下面的行中，有几行含有字符串“moss”？只回答数字。

——————————

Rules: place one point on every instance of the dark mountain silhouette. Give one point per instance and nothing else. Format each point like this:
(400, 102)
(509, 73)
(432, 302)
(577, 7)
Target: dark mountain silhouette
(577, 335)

——————————

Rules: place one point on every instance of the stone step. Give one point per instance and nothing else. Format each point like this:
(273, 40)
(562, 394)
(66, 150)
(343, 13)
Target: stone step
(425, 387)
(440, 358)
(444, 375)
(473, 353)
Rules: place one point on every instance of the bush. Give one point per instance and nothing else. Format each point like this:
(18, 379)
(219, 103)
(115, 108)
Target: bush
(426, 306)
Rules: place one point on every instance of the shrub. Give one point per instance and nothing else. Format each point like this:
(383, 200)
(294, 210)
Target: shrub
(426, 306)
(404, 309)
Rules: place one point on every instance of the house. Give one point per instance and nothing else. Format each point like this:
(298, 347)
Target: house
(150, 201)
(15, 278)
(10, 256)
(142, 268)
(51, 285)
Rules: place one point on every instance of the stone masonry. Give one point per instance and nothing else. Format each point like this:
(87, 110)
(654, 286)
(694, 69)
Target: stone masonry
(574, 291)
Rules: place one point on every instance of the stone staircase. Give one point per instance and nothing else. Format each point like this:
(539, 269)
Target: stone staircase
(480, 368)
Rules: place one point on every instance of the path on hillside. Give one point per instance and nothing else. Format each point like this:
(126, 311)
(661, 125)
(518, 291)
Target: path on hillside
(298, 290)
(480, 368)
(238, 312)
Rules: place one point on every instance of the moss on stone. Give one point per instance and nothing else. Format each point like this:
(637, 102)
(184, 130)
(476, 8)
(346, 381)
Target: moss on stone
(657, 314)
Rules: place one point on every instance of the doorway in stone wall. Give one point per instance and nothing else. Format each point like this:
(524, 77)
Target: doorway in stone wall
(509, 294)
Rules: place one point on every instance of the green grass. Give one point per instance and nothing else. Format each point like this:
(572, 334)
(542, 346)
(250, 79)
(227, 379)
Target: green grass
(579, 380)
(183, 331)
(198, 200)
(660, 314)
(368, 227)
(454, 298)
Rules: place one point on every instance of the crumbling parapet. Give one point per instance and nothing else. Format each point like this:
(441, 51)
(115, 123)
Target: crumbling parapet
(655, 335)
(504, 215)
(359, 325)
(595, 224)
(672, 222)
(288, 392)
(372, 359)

——————————

— 本题答案 —
2